Secção de texto:
M..., comerciante e proprietário do café na …, afirma que já conhecia o arguido, bem como o seu pai, parecendo-lhe um bom rapaz (foi catequista dos seus filhos); a D. F... frequentava o seu estabelecimento, onde se encontrava com as suas amigas; mostrava-se uma pessoa bem apresentada e aparentemente feliz; era uma pessoa bem vista, sempre pronta a ajudar, socialmente activa; contribuía com algumas dádivas; tinha espírito de bem-fazer; eram pessoas que se davam mesmo muito bem e eram muito chegados; relativamente ao relacionamento com o arguido, nada sabe.
Os pais da F... andam muito transtornados com o sucedido; o falecido era reformado de professor e era um homem bem visto e bem relacionado, socialmente bom e inserida; era uma pessoa activa, desconhecendo contudo o que fazia em concreto, sabendo apenas que estava na Assembleia Municipal.
N... refere que lhe pediram para ir buscar umas batatas; a I... ouviu alguém a gritar, tendo então saltado o muro e falaram com a F..., que vinha ensanguentada com as mãos na cabeça; ela disse-lhes para acudirem ao marido; entretanto, viram o arguido com uma arma caçadeira empunhada na mão, a passo rápido (mais a correr do que a caminhar); sem mais, viu-o a disparar em direcção à F...e eles fugiram.

Dados de localização pontual por instância:
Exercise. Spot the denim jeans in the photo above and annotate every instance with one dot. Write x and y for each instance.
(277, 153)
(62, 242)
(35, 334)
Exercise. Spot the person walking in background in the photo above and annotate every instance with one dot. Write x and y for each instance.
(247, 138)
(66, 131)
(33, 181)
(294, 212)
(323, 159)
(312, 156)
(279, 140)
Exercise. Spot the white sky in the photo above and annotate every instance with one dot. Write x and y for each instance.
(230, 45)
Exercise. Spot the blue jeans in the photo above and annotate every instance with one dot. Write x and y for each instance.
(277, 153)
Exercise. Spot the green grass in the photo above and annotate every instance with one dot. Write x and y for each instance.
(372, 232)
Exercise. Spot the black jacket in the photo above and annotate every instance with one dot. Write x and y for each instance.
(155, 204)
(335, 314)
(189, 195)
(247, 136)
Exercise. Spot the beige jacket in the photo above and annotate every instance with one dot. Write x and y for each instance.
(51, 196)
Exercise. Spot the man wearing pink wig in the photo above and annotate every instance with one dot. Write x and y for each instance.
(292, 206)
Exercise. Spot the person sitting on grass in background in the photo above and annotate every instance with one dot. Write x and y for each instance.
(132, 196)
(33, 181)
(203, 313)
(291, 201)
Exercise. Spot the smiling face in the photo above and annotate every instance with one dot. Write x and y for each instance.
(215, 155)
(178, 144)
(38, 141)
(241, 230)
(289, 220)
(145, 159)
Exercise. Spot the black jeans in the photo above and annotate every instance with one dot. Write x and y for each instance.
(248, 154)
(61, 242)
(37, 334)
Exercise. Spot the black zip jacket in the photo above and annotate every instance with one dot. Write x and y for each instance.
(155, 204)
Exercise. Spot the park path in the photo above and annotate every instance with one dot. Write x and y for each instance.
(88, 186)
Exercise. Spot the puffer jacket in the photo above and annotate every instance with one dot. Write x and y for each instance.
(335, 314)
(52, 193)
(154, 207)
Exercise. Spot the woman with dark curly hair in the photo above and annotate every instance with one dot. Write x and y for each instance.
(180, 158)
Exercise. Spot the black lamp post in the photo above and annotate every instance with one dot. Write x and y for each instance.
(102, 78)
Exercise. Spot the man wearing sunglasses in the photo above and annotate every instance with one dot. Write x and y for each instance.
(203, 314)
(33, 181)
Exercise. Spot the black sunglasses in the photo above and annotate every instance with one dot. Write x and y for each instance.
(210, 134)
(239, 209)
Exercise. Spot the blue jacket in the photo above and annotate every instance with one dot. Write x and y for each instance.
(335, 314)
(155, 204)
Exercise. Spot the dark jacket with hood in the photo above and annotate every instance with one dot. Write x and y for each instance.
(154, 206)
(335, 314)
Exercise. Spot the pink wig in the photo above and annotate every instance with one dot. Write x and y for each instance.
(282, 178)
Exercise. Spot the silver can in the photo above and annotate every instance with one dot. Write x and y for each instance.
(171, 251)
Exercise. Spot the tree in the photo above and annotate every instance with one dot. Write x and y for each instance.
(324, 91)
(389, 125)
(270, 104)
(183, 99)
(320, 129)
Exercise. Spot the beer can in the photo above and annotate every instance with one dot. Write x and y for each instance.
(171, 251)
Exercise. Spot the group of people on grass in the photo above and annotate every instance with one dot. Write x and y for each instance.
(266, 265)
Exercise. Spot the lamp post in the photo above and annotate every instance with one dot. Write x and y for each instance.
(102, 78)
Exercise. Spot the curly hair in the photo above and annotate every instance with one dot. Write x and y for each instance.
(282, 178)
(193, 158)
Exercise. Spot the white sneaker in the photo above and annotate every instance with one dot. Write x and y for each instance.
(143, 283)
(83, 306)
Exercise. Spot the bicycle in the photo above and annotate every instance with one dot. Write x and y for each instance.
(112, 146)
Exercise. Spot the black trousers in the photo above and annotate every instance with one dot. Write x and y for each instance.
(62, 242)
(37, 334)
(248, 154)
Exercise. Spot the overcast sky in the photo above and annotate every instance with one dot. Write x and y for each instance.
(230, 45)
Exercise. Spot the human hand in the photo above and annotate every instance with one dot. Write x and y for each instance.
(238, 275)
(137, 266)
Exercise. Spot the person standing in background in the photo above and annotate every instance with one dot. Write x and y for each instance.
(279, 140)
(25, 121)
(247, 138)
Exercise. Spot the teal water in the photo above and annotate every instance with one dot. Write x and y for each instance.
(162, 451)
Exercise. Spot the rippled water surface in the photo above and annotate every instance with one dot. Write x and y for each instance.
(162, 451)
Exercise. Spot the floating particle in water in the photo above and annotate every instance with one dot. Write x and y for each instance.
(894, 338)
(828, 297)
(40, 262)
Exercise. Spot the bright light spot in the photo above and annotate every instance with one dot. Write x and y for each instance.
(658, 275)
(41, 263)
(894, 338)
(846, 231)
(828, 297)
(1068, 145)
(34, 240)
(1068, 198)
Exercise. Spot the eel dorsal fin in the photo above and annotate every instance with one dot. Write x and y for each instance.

Complete o seguinte:
(a) Reescreva o trecho do texto sobre os depoimentos que começa nas palavras "M..., comerciante e" e termina depois de "arguido, nada sabe.", trocando "comerciante" por "empresário".
(b) Traduza para inglês esta frase do texto sobre os depoimentos: "M..., comerciante e proprietário do café na …, afirma que já conhecia o arguido, bem como o seu pai, parecendo-lhe um bom rapaz (foi catequista dos seus filhos); a D. F... frequentava o seu estabelecimento, onde se encontrava com as suas amigas; mostrava-se uma pessoa bem apresentada e aparentemente feliz; era uma pessoa bem vista, sempre pronta a ajudar, socialmente activa; contribuía com algumas dádivas; tinha espírito de bem-fazer; eram pessoas que se davam mesmo muito bem e eram muito chegados; relativamente ao relacionamento com o arguido, nada sabe."
(c) Dê seguimento ao texto sobre os depoimentos, a partir da sua última frase.
As entradas não têm qualquer relação com o texto sobre os depoimentos.

Exercícios resolvidos:
(a)
M..., empresário e proprietário do café na …, afirma que já conhecia o arguido, bem como o seu pai, parecendo-lhe um bom rapaz (foi catequista dos seus filhos); a D. F... frequentava o seu estabelecimento, onde se encontrava com as suas amigas; mostrava-se uma pessoa bem apresentada e aparentemente feliz; era uma pessoa bem vista, sempre pronta a ajudar, socialmente activa; contribuía com algumas dádivas; tinha espírito de bem-fazer; eram pessoas que se davam mesmo muito bem e eram muito chegados; relativamente ao relacionamento com o arguido, nada sabe.

(b) M..., a merchant and owner of the café in …, states that he already knew the defendant, as well as his father, and that the defendant seemed to him a good young man (he was his children's catechist); D. F... frequented his establishment, where she met with her friends; she came across as a well-presented and apparently happy person; she was well regarded, always ready to help, socially active; she contributed some donations; she had a charitable spirit; they were people who truly got along very well and were very close; regarding the relationship with the defendant, he knows nothing.

(c)
O..., tia por afinidade do arguido, diz que nunca presenciou qualquer discussão entre eles, mas sabe por conversas que tinha com a F...e até com o E...que o A...andava diferente, mais agressivo, tendo chegado a empurrá-la pelas escadas da cozinha (estes factos ter-se-iam passados há alguns meses), mas ela não quis apresentar queixa, procurando desculpabilizá-lo; eles tinham maneiras de ser diferentes; ela e a sua cunhada H... entraram na propriedade a seguir ao INEM; falaram com o A...e ele apresentou-se calmo e frio, consciente, como se nada tivesse acontecido - "já está, já está, acabou -se a pressão psicológica, toda a gente se preocupa com eles e ninguém se preocupa comigo", dizia ele.
O pai sempre defendeu o seu filho; mesmo a F... tinha uma relação compreensiva e moderna com o A...(não era uma madrasta à maneira antiga); ela participava activamente na sociedade, era muito prestável; eram vistos como um casal muito unido; ia a casa deles e eles à sua; eram amigos próximos que conviviam regularmente; o falecido sempre procurou manter um bom relacionamento com o filho mesmo depois de casar segunda vez; era um homem leal, brincalhão, aberto no trato, tanto com a família, como com os amigos; ele já estava reformado e ocupava-se com as terras; tinha uma relação muito estreita com a irmã, tendo ficado ela e os outros irmãos muito desolados; o arguido é um bocado calado, mas era uma criança bem disposta; ficou surpreendida com tudo isto.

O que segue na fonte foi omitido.